__What to work on__
Quote, word for word, every line starting at the line that contains "Place one keypoint per instance of the bird's eye" and ending with the last line of the records; include both of these lines and no others.
[start of Records to process]
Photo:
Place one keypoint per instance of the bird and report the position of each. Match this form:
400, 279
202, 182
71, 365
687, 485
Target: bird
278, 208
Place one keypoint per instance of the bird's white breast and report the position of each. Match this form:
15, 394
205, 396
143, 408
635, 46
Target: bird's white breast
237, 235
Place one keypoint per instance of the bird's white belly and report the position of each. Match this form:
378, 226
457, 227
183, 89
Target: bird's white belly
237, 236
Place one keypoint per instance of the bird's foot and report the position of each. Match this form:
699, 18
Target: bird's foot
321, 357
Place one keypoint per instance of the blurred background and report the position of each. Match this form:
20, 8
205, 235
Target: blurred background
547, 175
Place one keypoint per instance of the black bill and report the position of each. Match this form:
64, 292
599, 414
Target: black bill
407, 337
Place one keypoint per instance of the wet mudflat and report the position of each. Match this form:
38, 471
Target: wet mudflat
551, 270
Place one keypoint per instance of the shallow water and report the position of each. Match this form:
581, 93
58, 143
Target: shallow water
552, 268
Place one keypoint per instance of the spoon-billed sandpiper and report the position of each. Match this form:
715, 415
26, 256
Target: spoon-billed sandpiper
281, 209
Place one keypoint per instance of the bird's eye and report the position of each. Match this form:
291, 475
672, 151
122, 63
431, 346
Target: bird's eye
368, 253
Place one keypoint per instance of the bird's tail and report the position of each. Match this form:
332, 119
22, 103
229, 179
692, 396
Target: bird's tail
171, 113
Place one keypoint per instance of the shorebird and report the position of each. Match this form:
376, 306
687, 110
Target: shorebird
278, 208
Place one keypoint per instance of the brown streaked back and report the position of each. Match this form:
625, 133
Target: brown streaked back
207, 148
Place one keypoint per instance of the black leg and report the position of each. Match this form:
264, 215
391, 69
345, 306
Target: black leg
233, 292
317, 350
[end of Records to process]
__Response to the exercise__
Place one keypoint per instance of the bird's eye and report the position of each. Match this form:
291, 475
672, 151
122, 63
431, 346
Target: bird's eye
368, 253
Place one keypoint per instance of the bird's tail and report the position of each. Match this form:
332, 119
22, 103
229, 179
692, 396
Target: bird's tail
171, 113
Place one keypoint per instance of the shorebird and report the position of each. Match this form:
376, 306
687, 110
Target: shorebird
278, 208
Place one keypoint per instance of the brown streaked back and report the position of each. Match this form:
625, 133
Target: brown streaked back
207, 148
Place one keypoint per instance of the black leg and report the position of each. Match this form:
264, 215
391, 69
345, 306
Target: black leg
233, 292
317, 350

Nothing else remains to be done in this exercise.